**Text:**

-- Opening Marker --

Elizabeth Cheeseman SC and Matt Karam recently represented the respondent in urgently setting aside mandatory and prohibitory injunctive relief obtained on an ex parte basis in DWA Insurance Pty Ltd v Community Broker Network Pty Ltd (No 2) [2020] NSWSC 376. The NSW Supreme Court ruled that the respondent may terminate or revoke the member’s authorised representative licences pursuant to s916B(7) of the Corporations Act 2001 (Cth) after inquiries into the member’s business conduct. In discharging the ex parte orders, Robb J held that the balance of convenience clearly favoured the discharging of the orders.
The Court also considered that there was real doubt as to whether the applicant had established a sufficient probability of success in its claim that the respondent breached the authorised representative agreement and that there was a real possibility that, if hearing time had permitted the issue to be considered in depth, it would have concluded that the orders should have been discharged on the basis that the applicant did not adequately disclose all of the information in its possession relevant to the issue of whether the order should be made.
The case involved numerous remote hearings before various duty judges in equity in the NSW Supreme Court at the height of Covid-19 restrictions. Elizabeth and Matt were instructed by Samantha O’Brien, Jonathon Ellis, Gajendran Balachandran and Adriana Abu Abara of DLA Piper.

-- Closing Marker --

Dataset excerpts
-- Opening Marker --

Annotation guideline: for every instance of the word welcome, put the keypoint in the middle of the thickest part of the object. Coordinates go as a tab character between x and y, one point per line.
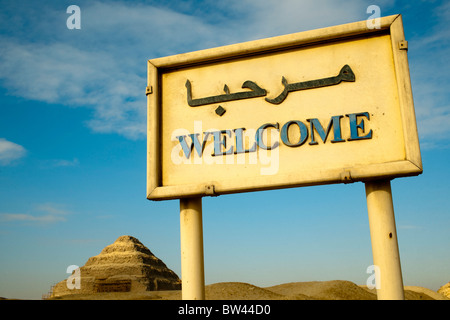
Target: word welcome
222	145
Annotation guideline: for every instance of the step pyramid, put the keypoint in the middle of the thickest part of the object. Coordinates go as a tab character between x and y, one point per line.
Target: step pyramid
124	266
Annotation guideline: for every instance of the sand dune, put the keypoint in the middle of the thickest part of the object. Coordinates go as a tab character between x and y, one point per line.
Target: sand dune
314	290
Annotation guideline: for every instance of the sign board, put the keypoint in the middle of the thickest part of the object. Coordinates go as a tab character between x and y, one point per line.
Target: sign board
324	106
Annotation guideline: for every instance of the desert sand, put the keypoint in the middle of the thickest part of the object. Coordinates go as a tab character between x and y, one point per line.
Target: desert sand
314	290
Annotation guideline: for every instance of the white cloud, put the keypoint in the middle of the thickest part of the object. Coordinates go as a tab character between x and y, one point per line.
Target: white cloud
102	66
10	151
43	213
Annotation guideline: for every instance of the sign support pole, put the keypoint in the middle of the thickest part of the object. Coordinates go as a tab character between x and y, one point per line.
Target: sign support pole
383	235
192	262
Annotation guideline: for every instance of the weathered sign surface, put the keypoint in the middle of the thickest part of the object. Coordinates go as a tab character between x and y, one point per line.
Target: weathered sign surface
324	106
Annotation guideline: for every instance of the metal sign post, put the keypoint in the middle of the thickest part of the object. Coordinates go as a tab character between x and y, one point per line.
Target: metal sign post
383	235
331	105
191	235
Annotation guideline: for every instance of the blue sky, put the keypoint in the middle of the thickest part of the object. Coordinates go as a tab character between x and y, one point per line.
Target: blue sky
73	147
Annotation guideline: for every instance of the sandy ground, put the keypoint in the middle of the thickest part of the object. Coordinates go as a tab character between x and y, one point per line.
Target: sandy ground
314	290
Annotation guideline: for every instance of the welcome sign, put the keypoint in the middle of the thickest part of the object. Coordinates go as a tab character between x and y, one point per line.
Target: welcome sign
324	106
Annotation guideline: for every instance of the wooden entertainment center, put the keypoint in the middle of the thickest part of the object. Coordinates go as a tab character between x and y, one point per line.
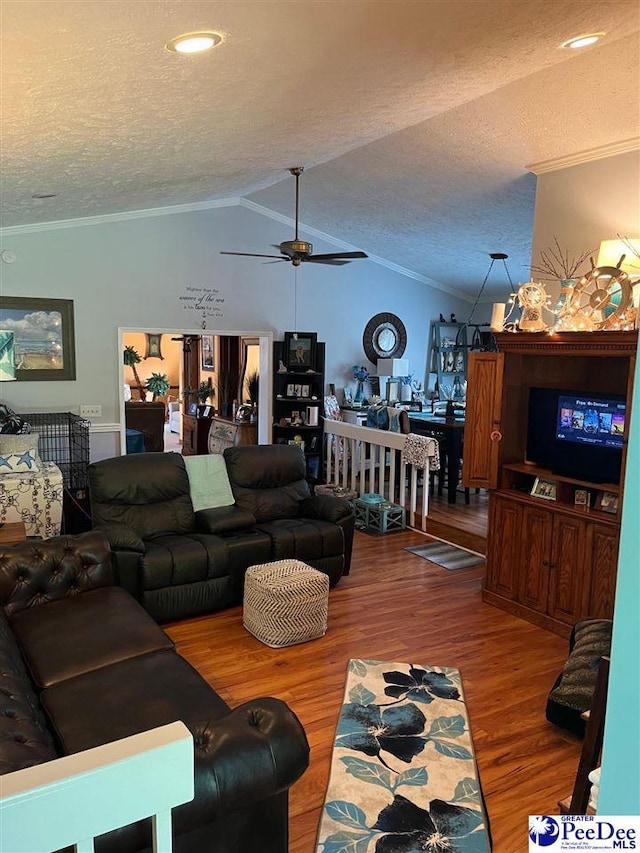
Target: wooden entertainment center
550	561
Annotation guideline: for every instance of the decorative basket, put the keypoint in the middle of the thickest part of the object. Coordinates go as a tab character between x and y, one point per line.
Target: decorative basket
285	603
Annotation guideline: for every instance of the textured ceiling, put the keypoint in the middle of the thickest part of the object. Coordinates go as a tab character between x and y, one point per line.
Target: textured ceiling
415	120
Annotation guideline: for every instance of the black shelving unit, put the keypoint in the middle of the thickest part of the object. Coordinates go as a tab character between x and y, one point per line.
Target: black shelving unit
297	410
449	350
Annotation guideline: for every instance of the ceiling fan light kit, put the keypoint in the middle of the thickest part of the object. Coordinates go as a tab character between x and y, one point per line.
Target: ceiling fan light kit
299	251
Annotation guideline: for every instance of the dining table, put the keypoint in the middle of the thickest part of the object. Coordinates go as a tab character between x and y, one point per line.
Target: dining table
449	432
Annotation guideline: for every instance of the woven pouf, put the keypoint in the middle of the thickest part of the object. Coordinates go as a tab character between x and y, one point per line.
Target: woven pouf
285	603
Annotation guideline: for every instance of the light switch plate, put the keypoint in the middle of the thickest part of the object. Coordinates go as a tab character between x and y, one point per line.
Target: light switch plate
90	411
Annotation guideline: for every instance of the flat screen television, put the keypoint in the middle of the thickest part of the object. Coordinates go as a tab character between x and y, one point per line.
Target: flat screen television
576	434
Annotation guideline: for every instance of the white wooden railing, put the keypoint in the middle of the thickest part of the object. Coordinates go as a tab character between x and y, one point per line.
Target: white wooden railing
73	799
362	459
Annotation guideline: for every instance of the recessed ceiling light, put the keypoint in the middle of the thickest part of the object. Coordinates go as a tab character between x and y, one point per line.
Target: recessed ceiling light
194	42
582	41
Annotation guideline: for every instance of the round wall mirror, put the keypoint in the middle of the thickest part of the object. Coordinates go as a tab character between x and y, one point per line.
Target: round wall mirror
384	337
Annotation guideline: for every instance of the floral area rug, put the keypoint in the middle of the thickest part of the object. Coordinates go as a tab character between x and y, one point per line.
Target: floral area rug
403	774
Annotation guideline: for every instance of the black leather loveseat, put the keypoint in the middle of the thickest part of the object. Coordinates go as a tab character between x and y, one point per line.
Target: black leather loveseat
180	563
83	664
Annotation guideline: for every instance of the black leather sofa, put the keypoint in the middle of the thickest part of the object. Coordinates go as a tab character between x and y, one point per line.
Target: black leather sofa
180	563
83	664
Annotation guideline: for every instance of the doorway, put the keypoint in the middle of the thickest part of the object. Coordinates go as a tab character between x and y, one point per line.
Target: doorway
191	361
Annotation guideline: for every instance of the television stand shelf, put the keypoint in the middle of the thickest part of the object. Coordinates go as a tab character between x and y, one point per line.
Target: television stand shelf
583	497
551	557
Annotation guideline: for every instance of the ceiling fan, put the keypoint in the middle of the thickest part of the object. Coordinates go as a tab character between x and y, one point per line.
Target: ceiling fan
299	251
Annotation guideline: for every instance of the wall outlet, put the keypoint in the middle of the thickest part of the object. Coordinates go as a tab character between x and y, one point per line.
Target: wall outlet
90	411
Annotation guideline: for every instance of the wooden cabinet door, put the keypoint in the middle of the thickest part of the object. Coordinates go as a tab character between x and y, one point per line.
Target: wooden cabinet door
536	538
569	574
503	557
482	427
602	546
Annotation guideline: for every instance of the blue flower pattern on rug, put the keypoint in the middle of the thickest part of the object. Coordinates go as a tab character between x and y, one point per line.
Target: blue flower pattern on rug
395	734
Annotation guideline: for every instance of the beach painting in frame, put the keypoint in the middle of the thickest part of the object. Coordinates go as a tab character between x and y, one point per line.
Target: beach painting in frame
43	336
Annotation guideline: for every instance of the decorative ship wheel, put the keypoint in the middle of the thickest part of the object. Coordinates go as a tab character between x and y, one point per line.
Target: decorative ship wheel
601	299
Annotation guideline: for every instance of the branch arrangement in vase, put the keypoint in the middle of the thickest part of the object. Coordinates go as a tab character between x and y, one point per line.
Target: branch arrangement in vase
556	264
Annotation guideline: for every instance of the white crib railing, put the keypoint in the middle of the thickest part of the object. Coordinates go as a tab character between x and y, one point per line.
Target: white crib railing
362	459
73	799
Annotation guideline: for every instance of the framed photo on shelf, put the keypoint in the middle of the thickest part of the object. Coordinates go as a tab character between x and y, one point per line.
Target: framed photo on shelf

-- Closing Marker --

**Prompt:**
According to the case summary, under which statutory provision may the respondent terminate or revoke the member's authorised representative licences?

**Solution for this task:**
Section 916B(7) of the Corporations Act 2001 (Cth).